Image point grounding data:
+---+

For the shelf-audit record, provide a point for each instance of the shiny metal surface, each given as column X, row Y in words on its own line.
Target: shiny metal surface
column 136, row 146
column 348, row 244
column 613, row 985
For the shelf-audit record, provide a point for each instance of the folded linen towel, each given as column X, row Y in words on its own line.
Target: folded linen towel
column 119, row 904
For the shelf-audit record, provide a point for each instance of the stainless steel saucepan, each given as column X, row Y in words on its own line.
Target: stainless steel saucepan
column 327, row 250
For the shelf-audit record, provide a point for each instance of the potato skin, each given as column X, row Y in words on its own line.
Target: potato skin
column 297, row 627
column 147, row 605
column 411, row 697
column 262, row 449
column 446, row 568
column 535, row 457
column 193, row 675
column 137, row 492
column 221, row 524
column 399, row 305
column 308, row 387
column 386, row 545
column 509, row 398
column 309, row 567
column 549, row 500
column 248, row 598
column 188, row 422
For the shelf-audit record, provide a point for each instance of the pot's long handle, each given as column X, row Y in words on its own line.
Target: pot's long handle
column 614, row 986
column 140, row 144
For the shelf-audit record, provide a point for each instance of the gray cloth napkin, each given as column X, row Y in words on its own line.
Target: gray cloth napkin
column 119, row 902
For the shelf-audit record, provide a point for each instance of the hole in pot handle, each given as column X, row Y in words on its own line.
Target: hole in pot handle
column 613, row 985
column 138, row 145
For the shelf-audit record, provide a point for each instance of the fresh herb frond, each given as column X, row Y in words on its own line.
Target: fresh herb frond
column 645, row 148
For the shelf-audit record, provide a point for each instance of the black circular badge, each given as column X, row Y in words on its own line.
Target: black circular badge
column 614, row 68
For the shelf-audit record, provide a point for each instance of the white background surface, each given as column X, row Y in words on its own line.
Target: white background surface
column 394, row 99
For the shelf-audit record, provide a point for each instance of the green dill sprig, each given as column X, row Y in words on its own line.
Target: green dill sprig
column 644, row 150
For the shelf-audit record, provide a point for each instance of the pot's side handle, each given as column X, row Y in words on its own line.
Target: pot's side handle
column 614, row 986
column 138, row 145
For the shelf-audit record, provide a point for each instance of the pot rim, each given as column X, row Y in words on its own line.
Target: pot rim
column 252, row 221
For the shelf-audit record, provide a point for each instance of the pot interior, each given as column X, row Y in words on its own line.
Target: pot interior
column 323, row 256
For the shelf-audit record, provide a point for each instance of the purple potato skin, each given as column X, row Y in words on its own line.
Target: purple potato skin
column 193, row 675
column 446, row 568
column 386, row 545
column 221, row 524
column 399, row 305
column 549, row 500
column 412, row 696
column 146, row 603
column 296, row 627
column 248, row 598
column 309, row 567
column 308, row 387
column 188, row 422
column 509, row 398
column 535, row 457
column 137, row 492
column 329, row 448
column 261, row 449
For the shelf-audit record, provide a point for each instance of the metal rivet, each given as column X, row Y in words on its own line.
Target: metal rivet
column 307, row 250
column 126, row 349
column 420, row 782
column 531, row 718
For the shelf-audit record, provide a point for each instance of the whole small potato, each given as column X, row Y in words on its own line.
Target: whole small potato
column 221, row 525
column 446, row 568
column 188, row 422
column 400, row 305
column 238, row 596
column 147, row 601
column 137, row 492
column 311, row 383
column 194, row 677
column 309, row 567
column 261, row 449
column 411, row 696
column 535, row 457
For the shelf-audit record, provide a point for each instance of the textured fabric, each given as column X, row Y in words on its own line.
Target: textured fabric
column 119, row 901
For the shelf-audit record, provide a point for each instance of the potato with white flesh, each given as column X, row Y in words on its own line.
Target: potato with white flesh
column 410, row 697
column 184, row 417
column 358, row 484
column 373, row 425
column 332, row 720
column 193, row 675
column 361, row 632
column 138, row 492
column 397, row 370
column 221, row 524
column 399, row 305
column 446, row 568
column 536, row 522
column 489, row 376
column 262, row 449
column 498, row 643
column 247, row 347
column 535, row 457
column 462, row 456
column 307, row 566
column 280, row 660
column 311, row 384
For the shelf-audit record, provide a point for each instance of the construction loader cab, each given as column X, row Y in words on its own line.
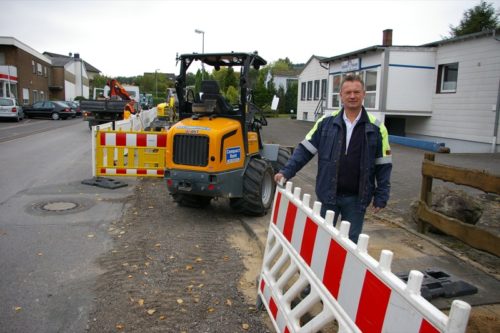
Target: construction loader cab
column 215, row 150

+---+

Exercise details: Should a record include a picture, omit it from your copy and return the rest unchanged.

Response to the exercise:
For the shelf-audit record, provide a point for each instance of the shiny metal surface, each given as column X, row Y in words on its own line.
Target: shiny metal surface
column 136, row 146
column 348, row 244
column 613, row 985
For the shelf-audit record, provide a point for each instance of the folded linen towel, each given as column X, row Y in words on its own line.
Target: folded linen towel
column 119, row 904
For the shelf-audit record, provide a point for each instance of the stainless steel saucepan, each given as column X, row Y in words on its own line.
Target: stainless steel saucepan
column 327, row 250
For the shelf-audit record, provide a point for each instance of the potato skin, each given as column X, row Y in words on its own line.
Target: potato skin
column 297, row 627
column 147, row 605
column 411, row 697
column 262, row 449
column 446, row 568
column 535, row 457
column 193, row 675
column 137, row 492
column 221, row 524
column 399, row 305
column 308, row 387
column 386, row 545
column 509, row 398
column 309, row 567
column 549, row 500
column 248, row 598
column 188, row 422
For the shelf-audit record, provide a point for each instance of the pot's long handle, each given as column X, row Y in words on its own line.
Target: pot's long handle
column 614, row 986
column 140, row 144
For the shelf-audit record, provide a point for each instance of the gray cloth napkin, each given as column X, row Y in words on its own line.
Target: gray cloth napkin
column 119, row 902
For the shelf-audit record, provide a point for each instance of the hole in pot handle, each given as column X, row Y in words on its own line.
Target: hole in pot handle
column 613, row 985
column 138, row 145
For the shelf-audit record, provide a point for each instance of the fresh herb frond, each given as column X, row Y in words on its own line.
Target: fresh herb frond
column 645, row 148
For the shelf-audit record, provide a point for each instance of the black circular badge, each given as column X, row Y in words on its own line.
Target: black circular badge
column 614, row 68
For the shelf-audit record, provide a point for each instance of the white background surface, each given as column X, row Y in words on its own line.
Target: white background surface
column 394, row 99
For the shelf-audit record, provide a point for each instance of the green dill sprig, each given as column X, row Y in words on its own line.
Target: green dill sprig
column 644, row 150
For the shelf-audit record, provide a point for each instance of the pot's side handle, each given as column X, row Y in words on its own line.
Target: pot's side handle
column 614, row 986
column 138, row 145
For the shelf-audit record, provide a point for each instance of the pot rim, each given as column X, row Y in words on its own line.
Target: pot rim
column 252, row 221
For the shelf-audit record, provide a point for each instance of the pot interior, each given as column X, row Y in words on its own line.
Target: pot interior
column 323, row 256
For the shelf-audit record, provide a point for each instance of the purple potato skin, each given as column X, row Y in words on its own line.
Target: purple potato skin
column 193, row 675
column 446, row 568
column 386, row 545
column 221, row 524
column 399, row 305
column 549, row 500
column 412, row 696
column 146, row 603
column 296, row 627
column 248, row 598
column 309, row 567
column 308, row 387
column 188, row 422
column 509, row 398
column 535, row 457
column 137, row 492
column 329, row 448
column 261, row 449
For the shelf-audit record, provide a point for each instance of the metal rivet, each given as column X, row Y in words on its own line.
Target: metal rivet
column 307, row 250
column 126, row 349
column 420, row 782
column 531, row 718
For the shelf-audit record, provide a point for each instance of the whole small potato, each given as column X, row Y in words on its own line.
Target: whole small potato
column 221, row 525
column 446, row 568
column 188, row 422
column 400, row 305
column 238, row 596
column 147, row 601
column 137, row 492
column 311, row 383
column 194, row 677
column 309, row 567
column 261, row 449
column 411, row 696
column 535, row 457
For the shelf-audit record, provide a point for each instance of the textured fabric, each given as column X, row Y in words on its own line.
Target: textured fabric
column 119, row 901
For the shelf-audit record, provide a point for each instance of the potato with white flesh, each given as column X, row Y in words on its own line.
Target: potato with white flesh
column 410, row 697
column 184, row 417
column 358, row 484
column 373, row 425
column 332, row 720
column 193, row 675
column 361, row 632
column 138, row 492
column 397, row 370
column 221, row 524
column 399, row 305
column 446, row 568
column 536, row 522
column 489, row 376
column 262, row 449
column 498, row 643
column 247, row 347
column 535, row 457
column 462, row 456
column 307, row 566
column 280, row 660
column 311, row 384
For the shelf-audit record, provide a point for each instance of the construction loader cab, each given as column X, row Y in words on its own line.
Target: construction loader cab
column 215, row 150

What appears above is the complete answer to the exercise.